▶ _Requirement_
Copy the entries below exactly. Images do not belong in the copy.

___

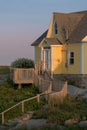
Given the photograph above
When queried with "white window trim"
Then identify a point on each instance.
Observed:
(54, 28)
(69, 57)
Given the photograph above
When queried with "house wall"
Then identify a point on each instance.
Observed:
(57, 59)
(76, 67)
(85, 58)
(37, 54)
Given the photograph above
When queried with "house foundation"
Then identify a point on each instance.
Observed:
(79, 80)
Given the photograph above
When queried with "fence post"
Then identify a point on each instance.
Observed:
(23, 106)
(46, 93)
(3, 119)
(38, 98)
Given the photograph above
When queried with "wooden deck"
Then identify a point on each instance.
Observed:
(23, 76)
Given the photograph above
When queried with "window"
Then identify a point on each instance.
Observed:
(55, 28)
(71, 57)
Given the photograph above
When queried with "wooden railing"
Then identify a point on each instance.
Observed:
(22, 103)
(22, 75)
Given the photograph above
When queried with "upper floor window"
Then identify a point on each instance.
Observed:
(55, 28)
(71, 57)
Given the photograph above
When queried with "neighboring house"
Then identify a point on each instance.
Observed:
(63, 47)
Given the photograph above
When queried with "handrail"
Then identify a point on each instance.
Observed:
(22, 102)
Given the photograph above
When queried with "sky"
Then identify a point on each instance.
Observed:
(23, 21)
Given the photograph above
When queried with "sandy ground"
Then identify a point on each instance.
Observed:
(73, 91)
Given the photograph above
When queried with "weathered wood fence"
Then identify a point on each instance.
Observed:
(22, 103)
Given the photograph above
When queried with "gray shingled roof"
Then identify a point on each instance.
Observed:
(37, 41)
(53, 41)
(72, 26)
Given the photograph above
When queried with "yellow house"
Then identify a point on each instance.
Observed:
(62, 49)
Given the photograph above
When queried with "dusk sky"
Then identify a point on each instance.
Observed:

___

▶ _Solution below_
Given the photograph above
When queried with "white window trim"
Then identify a point on each instance.
Observed:
(54, 28)
(69, 57)
Given the photograph above
When queried with "house wall"
Then identify a point on each instance.
Observed:
(57, 59)
(76, 67)
(85, 58)
(37, 54)
Given the photograph above
When queried with "house foundation"
Then identify a point on each instance.
Observed:
(79, 80)
Given the photograph above
When queried with "fence post"
Then identify a point on each instance.
Observed:
(23, 106)
(46, 93)
(3, 119)
(38, 98)
Given the photograph above
When queried with "wooden deck"
Then identify a point on each instance.
Observed:
(23, 76)
Given the photograph above
When queried with "window"
Then identify a point on each instance.
Observed:
(55, 28)
(71, 57)
Given the photograph above
When queried with "wooden railing"
Then identify a point on each instance.
Observed:
(22, 103)
(22, 75)
Given the photograph above
When queried with "upper floor window"
Then identify a point on each instance.
Observed:
(55, 28)
(71, 57)
Given the photograph above
When queried with "neighboring house"
Then identify a point on each instance.
Observed:
(63, 47)
Given the photograph above
When queried with "handrail"
Then identify a point on each instance.
Observed:
(22, 102)
Given the photograph above
When queried with "sky"
Then identify a point on each instance.
Observed:
(23, 21)
Given the photograph above
When queried with "sandy ground"
Then identify a point on each instance.
Observed:
(73, 91)
Given the photograph above
When queried with "weathered wood fence"
Then identify a point on each instance.
Observed:
(22, 103)
Given the photograph above
When queried with "gray shingled roof"
Then identify a point on each instance.
Observed:
(37, 41)
(53, 41)
(72, 26)
Given the photograph above
When queried with "yellow house"
Then identify a point on each instance.
Observed:
(62, 49)
Given the photograph above
When queried with "dusk sky"
Then identify a point on each instance.
Observed:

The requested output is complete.